• What is expected: Lay out the items below as a JSON list of strings, one string per line, with blank lines and the pictures left out.

== Exercise inputs ==

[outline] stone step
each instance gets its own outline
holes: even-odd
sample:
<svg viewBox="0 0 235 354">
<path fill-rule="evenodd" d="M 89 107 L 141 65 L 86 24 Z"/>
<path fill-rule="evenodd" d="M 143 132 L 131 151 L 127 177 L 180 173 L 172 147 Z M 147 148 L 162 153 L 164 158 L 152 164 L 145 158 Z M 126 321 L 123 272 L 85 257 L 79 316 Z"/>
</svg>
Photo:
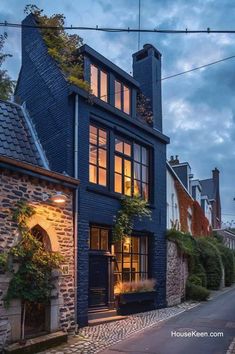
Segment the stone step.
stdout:
<svg viewBox="0 0 235 354">
<path fill-rule="evenodd" d="M 93 320 L 89 320 L 88 325 L 89 326 L 97 326 L 98 324 L 102 324 L 102 323 L 125 320 L 127 317 L 128 316 L 112 316 L 112 317 L 96 318 Z"/>
<path fill-rule="evenodd" d="M 28 339 L 24 345 L 13 343 L 4 348 L 5 354 L 35 354 L 45 349 L 66 343 L 67 333 L 62 331 Z"/>
</svg>

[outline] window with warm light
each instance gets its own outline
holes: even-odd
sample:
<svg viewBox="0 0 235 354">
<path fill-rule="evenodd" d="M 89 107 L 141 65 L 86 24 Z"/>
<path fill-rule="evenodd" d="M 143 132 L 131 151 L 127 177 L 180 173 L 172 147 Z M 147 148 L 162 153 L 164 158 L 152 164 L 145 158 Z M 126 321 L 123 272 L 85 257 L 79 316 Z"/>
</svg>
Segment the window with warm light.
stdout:
<svg viewBox="0 0 235 354">
<path fill-rule="evenodd" d="M 95 251 L 109 250 L 110 230 L 104 227 L 92 226 L 90 228 L 90 249 Z"/>
<path fill-rule="evenodd" d="M 115 107 L 122 110 L 126 114 L 130 114 L 130 89 L 129 87 L 117 80 L 115 80 Z"/>
<path fill-rule="evenodd" d="M 108 102 L 108 75 L 94 64 L 90 66 L 90 86 L 93 95 Z"/>
<path fill-rule="evenodd" d="M 149 156 L 145 147 L 115 139 L 114 191 L 149 199 Z"/>
<path fill-rule="evenodd" d="M 89 181 L 107 186 L 107 132 L 90 125 Z"/>
<path fill-rule="evenodd" d="M 114 282 L 148 278 L 148 238 L 131 236 L 114 245 Z"/>
</svg>

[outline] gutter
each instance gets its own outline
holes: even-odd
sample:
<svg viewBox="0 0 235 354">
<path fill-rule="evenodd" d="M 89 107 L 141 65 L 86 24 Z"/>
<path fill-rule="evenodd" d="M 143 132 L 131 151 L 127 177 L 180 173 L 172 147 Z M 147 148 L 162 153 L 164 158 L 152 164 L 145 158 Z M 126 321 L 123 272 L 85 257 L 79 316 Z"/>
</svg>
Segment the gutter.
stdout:
<svg viewBox="0 0 235 354">
<path fill-rule="evenodd" d="M 74 112 L 74 178 L 78 178 L 78 94 L 75 95 Z M 78 189 L 75 190 L 74 200 L 74 312 L 75 331 L 77 331 L 77 268 L 78 268 Z"/>
</svg>

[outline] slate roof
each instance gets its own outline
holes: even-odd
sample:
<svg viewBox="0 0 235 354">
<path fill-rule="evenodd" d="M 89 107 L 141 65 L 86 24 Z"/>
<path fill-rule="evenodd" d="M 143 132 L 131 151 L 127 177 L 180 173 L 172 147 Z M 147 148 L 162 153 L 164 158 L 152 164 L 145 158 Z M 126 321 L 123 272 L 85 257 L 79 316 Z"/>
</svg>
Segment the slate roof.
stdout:
<svg viewBox="0 0 235 354">
<path fill-rule="evenodd" d="M 21 106 L 0 100 L 0 155 L 45 167 Z"/>
<path fill-rule="evenodd" d="M 208 199 L 216 199 L 215 185 L 212 178 L 200 181 L 202 185 L 202 195 L 207 195 Z"/>
</svg>

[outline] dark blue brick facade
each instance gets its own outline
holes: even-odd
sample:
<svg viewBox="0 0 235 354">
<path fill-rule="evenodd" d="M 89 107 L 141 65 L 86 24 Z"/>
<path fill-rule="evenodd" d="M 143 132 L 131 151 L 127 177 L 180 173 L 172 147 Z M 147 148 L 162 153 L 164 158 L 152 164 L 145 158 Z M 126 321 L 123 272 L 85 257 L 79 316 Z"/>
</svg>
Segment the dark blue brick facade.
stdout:
<svg viewBox="0 0 235 354">
<path fill-rule="evenodd" d="M 25 20 L 32 23 L 29 16 Z M 75 95 L 78 95 L 78 178 L 79 217 L 78 217 L 78 323 L 87 323 L 88 313 L 88 279 L 89 279 L 89 227 L 91 224 L 113 225 L 114 215 L 120 202 L 119 196 L 113 191 L 113 181 L 105 189 L 89 183 L 89 124 L 96 122 L 109 131 L 110 149 L 114 146 L 115 135 L 122 135 L 129 140 L 136 140 L 151 151 L 151 208 L 152 220 L 143 220 L 135 224 L 135 232 L 148 234 L 150 237 L 150 276 L 157 279 L 157 303 L 159 307 L 166 304 L 166 144 L 168 139 L 161 131 L 161 107 L 158 107 L 155 127 L 138 122 L 135 109 L 132 116 L 118 111 L 112 105 L 99 99 L 94 104 L 88 103 L 87 94 L 75 87 L 69 87 L 55 62 L 47 54 L 43 40 L 36 29 L 23 29 L 22 40 L 22 69 L 16 89 L 30 111 L 37 133 L 45 149 L 50 167 L 53 170 L 73 175 L 74 159 L 74 119 Z M 88 50 L 89 52 L 89 50 Z M 100 65 L 110 62 L 99 55 L 95 58 L 94 51 L 85 55 L 85 71 L 90 60 Z M 101 63 L 102 59 L 102 63 Z M 155 65 L 155 63 L 153 63 Z M 139 65 L 139 64 L 138 64 Z M 115 70 L 117 70 L 115 72 Z M 119 70 L 119 71 L 118 71 Z M 145 71 L 142 71 L 145 76 Z M 110 67 L 110 80 L 117 73 L 124 82 L 132 87 L 133 102 L 135 103 L 135 82 L 121 72 L 113 64 Z M 141 75 L 139 79 L 141 80 Z M 149 75 L 149 73 L 148 73 Z M 158 74 L 160 75 L 160 74 Z M 121 77 L 123 76 L 123 77 Z M 140 85 L 141 86 L 141 85 Z M 159 93 L 160 94 L 160 93 Z M 152 97 L 151 97 L 152 99 Z M 158 97 L 157 102 L 160 102 Z M 155 109 L 154 109 L 155 110 Z M 110 152 L 112 155 L 112 152 Z M 113 161 L 110 158 L 110 170 Z"/>
</svg>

===

• Response to this task:
[
  "[outline] stone step",
  "each instance gets its own outline",
  "holes: even-odd",
  "sample:",
  "<svg viewBox=\"0 0 235 354\">",
  "<path fill-rule=\"evenodd\" d=\"M 89 107 L 141 65 L 86 24 Z\"/>",
  "<path fill-rule=\"evenodd\" d=\"M 143 132 L 131 151 L 127 177 L 180 173 L 172 147 Z M 147 148 L 162 153 L 164 158 L 152 164 L 145 158 Z M 126 321 L 123 272 L 85 257 L 79 316 Z\"/>",
  "</svg>",
  "Photo:",
  "Segment the stone step.",
  "stdout:",
  "<svg viewBox=\"0 0 235 354\">",
  "<path fill-rule=\"evenodd\" d=\"M 93 320 L 89 320 L 88 325 L 89 326 L 97 326 L 98 324 L 102 324 L 102 323 L 125 320 L 127 317 L 128 316 L 112 316 L 112 317 L 96 318 Z\"/>",
  "<path fill-rule=\"evenodd\" d=\"M 28 339 L 24 345 L 13 343 L 4 348 L 5 354 L 35 354 L 45 349 L 66 343 L 67 333 L 62 331 Z\"/>",
  "</svg>",
  "[outline] window with warm light",
  "each instance gets its own outline",
  "holes: even-odd",
  "sample:",
  "<svg viewBox=\"0 0 235 354\">",
  "<path fill-rule=\"evenodd\" d=\"M 89 107 L 141 65 L 86 24 Z\"/>",
  "<path fill-rule=\"evenodd\" d=\"M 143 132 L 131 151 L 127 177 L 180 173 L 172 147 Z M 147 148 L 162 153 L 164 158 L 152 164 L 145 158 Z M 126 321 L 123 272 L 85 257 L 79 316 Z\"/>",
  "</svg>",
  "Segment the window with warm light.",
  "stdout:",
  "<svg viewBox=\"0 0 235 354\">",
  "<path fill-rule=\"evenodd\" d=\"M 95 251 L 109 250 L 110 230 L 104 227 L 92 226 L 90 228 L 90 249 Z\"/>",
  "<path fill-rule=\"evenodd\" d=\"M 115 107 L 122 110 L 126 114 L 130 114 L 130 89 L 129 87 L 117 80 L 115 80 Z\"/>",
  "<path fill-rule=\"evenodd\" d=\"M 108 102 L 108 75 L 94 64 L 90 66 L 90 86 L 93 95 Z\"/>",
  "<path fill-rule=\"evenodd\" d=\"M 149 156 L 145 147 L 115 139 L 114 191 L 149 199 Z\"/>",
  "<path fill-rule=\"evenodd\" d=\"M 89 181 L 107 186 L 107 132 L 90 125 Z\"/>",
  "<path fill-rule=\"evenodd\" d=\"M 114 282 L 148 278 L 148 238 L 131 236 L 114 245 Z\"/>",
  "</svg>",
  "[outline] gutter",
  "each instance gets its own outline",
  "holes: even-odd",
  "sample:",
  "<svg viewBox=\"0 0 235 354\">",
  "<path fill-rule=\"evenodd\" d=\"M 89 107 L 141 65 L 86 24 Z\"/>",
  "<path fill-rule=\"evenodd\" d=\"M 143 132 L 131 151 L 127 177 L 180 173 L 172 147 Z M 147 148 L 162 153 L 164 158 L 152 164 L 145 158 Z M 126 321 L 123 272 L 85 257 L 79 316 Z\"/>",
  "</svg>",
  "Segment the gutter.",
  "stdout:",
  "<svg viewBox=\"0 0 235 354\">",
  "<path fill-rule=\"evenodd\" d=\"M 74 112 L 74 178 L 78 178 L 78 94 L 75 95 Z M 78 189 L 75 190 L 74 200 L 74 312 L 75 331 L 77 331 L 77 268 L 78 268 Z\"/>",
  "</svg>",
  "[outline] slate roof",
  "each instance gets its own outline",
  "holes: even-odd",
  "sample:",
  "<svg viewBox=\"0 0 235 354\">",
  "<path fill-rule=\"evenodd\" d=\"M 89 107 L 141 65 L 86 24 Z\"/>",
  "<path fill-rule=\"evenodd\" d=\"M 143 132 L 131 151 L 127 177 L 180 173 L 172 147 Z M 147 148 L 162 153 L 164 158 L 152 164 L 145 158 Z M 126 321 L 123 272 L 85 257 L 79 316 Z\"/>",
  "</svg>",
  "Segment the slate roof.",
  "stdout:",
  "<svg viewBox=\"0 0 235 354\">",
  "<path fill-rule=\"evenodd\" d=\"M 21 106 L 0 100 L 0 155 L 45 167 Z\"/>",
  "<path fill-rule=\"evenodd\" d=\"M 208 199 L 216 199 L 215 185 L 212 178 L 200 181 L 202 185 L 202 195 L 207 195 Z\"/>",
  "</svg>",
  "[outline] dark blue brick facade",
  "each instance gets its own outline",
  "holes: even-odd",
  "sample:",
  "<svg viewBox=\"0 0 235 354\">",
  "<path fill-rule=\"evenodd\" d=\"M 89 107 L 141 65 L 86 24 Z\"/>",
  "<path fill-rule=\"evenodd\" d=\"M 143 132 L 131 151 L 127 177 L 180 173 L 172 147 Z M 147 148 L 162 153 L 164 158 L 152 164 L 145 158 Z M 126 321 L 123 272 L 85 257 L 79 316 Z\"/>",
  "</svg>",
  "Segment the dark blue brick facade.",
  "stdout:",
  "<svg viewBox=\"0 0 235 354\">",
  "<path fill-rule=\"evenodd\" d=\"M 25 20 L 32 23 L 29 16 Z M 75 95 L 78 95 L 78 178 L 79 217 L 78 217 L 78 323 L 87 323 L 88 313 L 88 279 L 89 279 L 89 227 L 91 224 L 113 225 L 114 215 L 120 202 L 119 196 L 113 191 L 113 181 L 105 189 L 89 183 L 89 124 L 96 122 L 109 131 L 110 149 L 114 146 L 115 135 L 122 135 L 129 140 L 136 140 L 151 151 L 151 208 L 152 220 L 143 220 L 135 224 L 135 232 L 148 234 L 150 237 L 150 276 L 157 279 L 157 303 L 159 307 L 166 304 L 166 144 L 168 139 L 161 131 L 161 107 L 158 107 L 155 127 L 138 122 L 135 109 L 132 116 L 118 111 L 112 105 L 99 99 L 94 104 L 88 103 L 87 94 L 75 87 L 69 87 L 55 62 L 47 54 L 43 40 L 36 29 L 23 29 L 22 40 L 22 69 L 16 89 L 30 111 L 37 133 L 45 149 L 50 167 L 53 170 L 73 175 L 74 159 L 74 119 Z M 88 50 L 89 52 L 89 50 Z M 100 65 L 110 62 L 99 55 L 95 58 L 94 51 L 85 55 L 85 71 L 90 60 Z M 101 63 L 102 59 L 102 63 Z M 155 65 L 155 63 L 153 63 Z M 139 65 L 139 64 L 138 64 Z M 115 70 L 117 70 L 115 72 Z M 119 70 L 119 71 L 118 71 Z M 145 71 L 142 71 L 145 76 Z M 110 67 L 110 80 L 117 73 L 124 82 L 132 87 L 133 102 L 135 103 L 135 82 L 121 72 L 113 64 Z M 141 75 L 139 79 L 141 80 Z M 149 75 L 149 73 L 148 73 Z M 158 74 L 160 75 L 160 74 Z M 121 77 L 123 76 L 123 77 Z M 140 85 L 141 86 L 141 85 Z M 159 93 L 160 94 L 160 93 Z M 152 97 L 151 97 L 152 99 Z M 158 97 L 157 102 L 160 102 Z M 155 109 L 154 109 L 155 110 Z M 110 152 L 112 155 L 112 152 Z M 113 161 L 110 158 L 110 170 Z\"/>",
  "</svg>"
]